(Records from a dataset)
================================

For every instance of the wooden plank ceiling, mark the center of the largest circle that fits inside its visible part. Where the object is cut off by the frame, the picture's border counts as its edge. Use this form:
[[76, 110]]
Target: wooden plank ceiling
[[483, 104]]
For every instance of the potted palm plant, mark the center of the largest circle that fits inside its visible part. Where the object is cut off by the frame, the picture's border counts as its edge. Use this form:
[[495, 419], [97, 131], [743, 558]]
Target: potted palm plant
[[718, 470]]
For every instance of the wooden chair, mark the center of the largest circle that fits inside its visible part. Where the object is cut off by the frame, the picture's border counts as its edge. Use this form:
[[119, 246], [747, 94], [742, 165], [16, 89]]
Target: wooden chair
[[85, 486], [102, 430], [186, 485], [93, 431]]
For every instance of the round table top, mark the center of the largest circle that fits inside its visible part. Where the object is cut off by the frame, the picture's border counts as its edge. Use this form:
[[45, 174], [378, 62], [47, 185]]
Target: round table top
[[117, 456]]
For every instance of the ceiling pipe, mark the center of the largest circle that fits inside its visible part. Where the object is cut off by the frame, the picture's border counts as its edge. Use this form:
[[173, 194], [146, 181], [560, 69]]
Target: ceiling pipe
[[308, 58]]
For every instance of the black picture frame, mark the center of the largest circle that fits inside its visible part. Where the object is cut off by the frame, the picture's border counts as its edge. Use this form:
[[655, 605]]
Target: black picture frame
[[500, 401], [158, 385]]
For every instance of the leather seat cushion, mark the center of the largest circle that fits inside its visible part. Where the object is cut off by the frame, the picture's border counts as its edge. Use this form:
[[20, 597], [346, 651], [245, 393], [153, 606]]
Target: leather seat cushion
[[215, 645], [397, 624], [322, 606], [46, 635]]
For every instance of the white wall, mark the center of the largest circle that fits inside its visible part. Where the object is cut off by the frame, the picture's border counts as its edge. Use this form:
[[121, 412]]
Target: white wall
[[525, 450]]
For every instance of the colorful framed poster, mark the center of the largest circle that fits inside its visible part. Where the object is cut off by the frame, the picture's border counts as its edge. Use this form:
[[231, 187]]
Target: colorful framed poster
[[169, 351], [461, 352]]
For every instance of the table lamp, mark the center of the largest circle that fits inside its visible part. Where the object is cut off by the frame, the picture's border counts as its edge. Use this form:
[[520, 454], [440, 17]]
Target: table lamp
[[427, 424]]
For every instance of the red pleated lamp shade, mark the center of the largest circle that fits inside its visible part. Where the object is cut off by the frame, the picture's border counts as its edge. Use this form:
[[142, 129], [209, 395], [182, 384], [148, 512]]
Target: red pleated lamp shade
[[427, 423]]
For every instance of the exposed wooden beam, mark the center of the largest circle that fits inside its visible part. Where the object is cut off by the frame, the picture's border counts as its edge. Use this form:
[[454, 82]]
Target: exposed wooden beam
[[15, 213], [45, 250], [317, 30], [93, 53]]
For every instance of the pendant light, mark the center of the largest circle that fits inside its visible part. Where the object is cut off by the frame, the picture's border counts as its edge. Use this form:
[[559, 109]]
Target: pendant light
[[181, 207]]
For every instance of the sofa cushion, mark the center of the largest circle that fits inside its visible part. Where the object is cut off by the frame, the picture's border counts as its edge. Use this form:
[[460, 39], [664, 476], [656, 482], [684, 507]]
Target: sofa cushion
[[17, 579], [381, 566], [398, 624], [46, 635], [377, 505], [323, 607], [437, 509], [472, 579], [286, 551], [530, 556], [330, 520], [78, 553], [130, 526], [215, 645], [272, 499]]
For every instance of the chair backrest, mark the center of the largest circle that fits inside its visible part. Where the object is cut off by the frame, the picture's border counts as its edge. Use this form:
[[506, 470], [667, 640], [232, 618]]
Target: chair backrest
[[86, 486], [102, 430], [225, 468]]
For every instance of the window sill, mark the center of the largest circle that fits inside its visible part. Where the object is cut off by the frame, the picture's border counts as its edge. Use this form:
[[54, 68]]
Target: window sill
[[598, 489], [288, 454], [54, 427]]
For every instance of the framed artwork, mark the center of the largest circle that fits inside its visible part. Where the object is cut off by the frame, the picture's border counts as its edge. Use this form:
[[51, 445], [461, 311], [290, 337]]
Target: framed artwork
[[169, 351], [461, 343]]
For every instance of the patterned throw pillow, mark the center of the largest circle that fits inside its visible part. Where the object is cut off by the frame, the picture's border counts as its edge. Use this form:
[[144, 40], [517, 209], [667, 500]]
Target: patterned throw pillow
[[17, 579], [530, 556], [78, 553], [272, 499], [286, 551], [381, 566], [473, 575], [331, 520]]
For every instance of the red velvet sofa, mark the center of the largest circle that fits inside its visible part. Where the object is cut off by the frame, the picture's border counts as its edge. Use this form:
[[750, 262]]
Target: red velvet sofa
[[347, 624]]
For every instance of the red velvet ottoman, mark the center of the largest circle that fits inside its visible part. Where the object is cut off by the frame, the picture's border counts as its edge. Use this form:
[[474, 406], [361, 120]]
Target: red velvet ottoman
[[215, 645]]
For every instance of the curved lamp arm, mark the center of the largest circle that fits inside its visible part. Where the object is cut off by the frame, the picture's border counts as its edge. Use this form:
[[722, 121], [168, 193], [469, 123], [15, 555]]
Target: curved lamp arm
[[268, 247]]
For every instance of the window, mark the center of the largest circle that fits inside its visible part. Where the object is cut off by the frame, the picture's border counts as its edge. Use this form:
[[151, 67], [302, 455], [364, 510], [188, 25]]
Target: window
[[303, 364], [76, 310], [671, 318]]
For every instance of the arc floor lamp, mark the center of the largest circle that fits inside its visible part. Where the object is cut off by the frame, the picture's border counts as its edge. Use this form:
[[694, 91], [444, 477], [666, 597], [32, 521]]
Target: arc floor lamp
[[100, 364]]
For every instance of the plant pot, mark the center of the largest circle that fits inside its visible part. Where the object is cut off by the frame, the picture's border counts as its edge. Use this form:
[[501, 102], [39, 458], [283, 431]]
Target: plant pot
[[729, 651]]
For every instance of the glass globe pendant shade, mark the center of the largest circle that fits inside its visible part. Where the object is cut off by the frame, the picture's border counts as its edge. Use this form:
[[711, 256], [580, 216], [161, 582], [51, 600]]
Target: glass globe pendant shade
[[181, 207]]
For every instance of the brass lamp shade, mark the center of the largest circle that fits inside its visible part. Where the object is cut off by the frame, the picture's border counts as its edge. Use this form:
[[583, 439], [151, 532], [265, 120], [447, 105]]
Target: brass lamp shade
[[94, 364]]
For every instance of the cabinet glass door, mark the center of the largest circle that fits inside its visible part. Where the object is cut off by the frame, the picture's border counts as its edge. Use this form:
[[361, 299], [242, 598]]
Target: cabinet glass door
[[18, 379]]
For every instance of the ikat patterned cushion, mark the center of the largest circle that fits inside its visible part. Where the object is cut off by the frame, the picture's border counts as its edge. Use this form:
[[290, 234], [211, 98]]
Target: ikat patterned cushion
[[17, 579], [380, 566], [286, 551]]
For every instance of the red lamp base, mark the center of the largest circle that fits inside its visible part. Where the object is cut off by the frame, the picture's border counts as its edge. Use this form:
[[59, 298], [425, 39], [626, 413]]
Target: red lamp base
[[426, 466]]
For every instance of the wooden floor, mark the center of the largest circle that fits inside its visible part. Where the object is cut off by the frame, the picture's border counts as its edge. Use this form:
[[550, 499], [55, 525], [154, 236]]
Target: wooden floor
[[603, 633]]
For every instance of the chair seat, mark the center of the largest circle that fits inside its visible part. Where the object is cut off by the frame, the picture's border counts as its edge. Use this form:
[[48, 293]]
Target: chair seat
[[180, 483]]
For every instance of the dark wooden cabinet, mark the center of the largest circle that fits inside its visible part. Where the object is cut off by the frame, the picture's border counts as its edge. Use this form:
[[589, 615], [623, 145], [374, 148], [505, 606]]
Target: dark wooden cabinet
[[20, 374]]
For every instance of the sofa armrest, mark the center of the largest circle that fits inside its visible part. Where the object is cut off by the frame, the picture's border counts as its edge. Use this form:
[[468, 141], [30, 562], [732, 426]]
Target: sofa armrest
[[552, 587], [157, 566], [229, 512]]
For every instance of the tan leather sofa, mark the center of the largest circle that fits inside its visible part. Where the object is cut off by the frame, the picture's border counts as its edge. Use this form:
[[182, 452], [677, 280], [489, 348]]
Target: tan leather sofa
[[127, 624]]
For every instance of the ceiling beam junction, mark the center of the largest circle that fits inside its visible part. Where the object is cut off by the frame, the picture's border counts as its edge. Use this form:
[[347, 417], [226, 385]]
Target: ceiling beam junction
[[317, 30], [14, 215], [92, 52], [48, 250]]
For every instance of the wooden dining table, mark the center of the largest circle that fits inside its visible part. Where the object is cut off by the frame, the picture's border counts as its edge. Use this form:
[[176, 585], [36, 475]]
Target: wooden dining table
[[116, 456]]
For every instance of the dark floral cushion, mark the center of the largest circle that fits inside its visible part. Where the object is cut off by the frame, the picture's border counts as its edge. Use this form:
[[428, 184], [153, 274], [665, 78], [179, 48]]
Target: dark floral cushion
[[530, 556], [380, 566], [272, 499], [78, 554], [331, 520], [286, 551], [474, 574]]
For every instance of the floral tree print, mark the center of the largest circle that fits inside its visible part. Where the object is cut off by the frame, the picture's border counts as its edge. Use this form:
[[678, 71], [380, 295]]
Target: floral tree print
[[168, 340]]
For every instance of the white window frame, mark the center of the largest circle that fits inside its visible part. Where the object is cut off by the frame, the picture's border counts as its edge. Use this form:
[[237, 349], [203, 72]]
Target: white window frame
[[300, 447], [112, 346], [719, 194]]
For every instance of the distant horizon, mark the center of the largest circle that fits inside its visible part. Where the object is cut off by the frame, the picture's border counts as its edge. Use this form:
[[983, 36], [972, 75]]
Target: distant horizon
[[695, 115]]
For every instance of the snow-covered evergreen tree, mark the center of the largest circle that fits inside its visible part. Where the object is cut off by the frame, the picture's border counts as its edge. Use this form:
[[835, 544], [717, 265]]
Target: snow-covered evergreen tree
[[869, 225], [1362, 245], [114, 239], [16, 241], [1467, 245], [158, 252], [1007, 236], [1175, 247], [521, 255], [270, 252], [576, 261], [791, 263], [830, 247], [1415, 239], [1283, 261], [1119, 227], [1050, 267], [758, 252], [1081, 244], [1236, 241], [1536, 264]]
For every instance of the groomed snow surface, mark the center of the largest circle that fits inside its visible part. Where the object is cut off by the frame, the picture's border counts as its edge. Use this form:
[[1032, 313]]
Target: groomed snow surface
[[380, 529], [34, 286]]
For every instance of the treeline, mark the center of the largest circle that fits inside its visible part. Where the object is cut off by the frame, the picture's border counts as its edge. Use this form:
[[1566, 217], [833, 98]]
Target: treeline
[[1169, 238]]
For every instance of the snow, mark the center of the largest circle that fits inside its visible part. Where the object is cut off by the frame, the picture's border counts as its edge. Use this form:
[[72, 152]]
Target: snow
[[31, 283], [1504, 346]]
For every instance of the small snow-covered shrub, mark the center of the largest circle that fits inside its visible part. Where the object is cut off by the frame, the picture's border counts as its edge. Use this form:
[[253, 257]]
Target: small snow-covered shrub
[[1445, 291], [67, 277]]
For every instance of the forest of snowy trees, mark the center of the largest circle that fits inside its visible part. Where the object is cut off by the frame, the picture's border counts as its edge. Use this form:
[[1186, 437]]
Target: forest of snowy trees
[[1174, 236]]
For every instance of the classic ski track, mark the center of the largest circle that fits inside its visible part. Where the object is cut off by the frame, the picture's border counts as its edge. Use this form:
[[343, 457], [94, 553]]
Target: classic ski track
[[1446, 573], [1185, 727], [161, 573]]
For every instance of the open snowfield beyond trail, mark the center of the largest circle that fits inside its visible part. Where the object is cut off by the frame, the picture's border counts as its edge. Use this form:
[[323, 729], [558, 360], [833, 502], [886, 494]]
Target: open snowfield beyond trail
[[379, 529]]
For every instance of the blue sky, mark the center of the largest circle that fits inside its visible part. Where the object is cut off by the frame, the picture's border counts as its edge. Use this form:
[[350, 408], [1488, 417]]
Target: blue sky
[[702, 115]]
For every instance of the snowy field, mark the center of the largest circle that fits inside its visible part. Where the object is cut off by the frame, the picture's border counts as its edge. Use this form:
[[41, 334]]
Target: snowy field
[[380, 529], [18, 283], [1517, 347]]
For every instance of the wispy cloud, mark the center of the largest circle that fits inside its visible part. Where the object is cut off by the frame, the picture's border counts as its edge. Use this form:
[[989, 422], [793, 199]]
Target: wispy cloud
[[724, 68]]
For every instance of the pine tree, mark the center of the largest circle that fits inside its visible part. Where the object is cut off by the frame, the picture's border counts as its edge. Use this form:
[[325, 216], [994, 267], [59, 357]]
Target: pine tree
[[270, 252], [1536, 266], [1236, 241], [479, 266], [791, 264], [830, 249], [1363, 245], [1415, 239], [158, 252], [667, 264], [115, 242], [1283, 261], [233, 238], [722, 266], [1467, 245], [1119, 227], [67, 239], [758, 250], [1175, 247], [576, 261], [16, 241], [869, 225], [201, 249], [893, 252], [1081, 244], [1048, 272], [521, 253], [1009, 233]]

================================

In the records, rename "backrest" to "seatback" in everything from the line containing "For every instance of the chair backrest, mark" down to the line containing "[[86, 486], [102, 430], [225, 468]]", changing nothing else. Return only those lines.

For every instance of the chair seatback, mark the center of the largest circle that fits inside its visible part. Where the object is cut off by the frame, the picture's border counts as its edge. Use this form:
[[506, 470], [667, 640], [232, 618]]
Target: chair seatback
[[86, 486], [102, 430], [225, 468]]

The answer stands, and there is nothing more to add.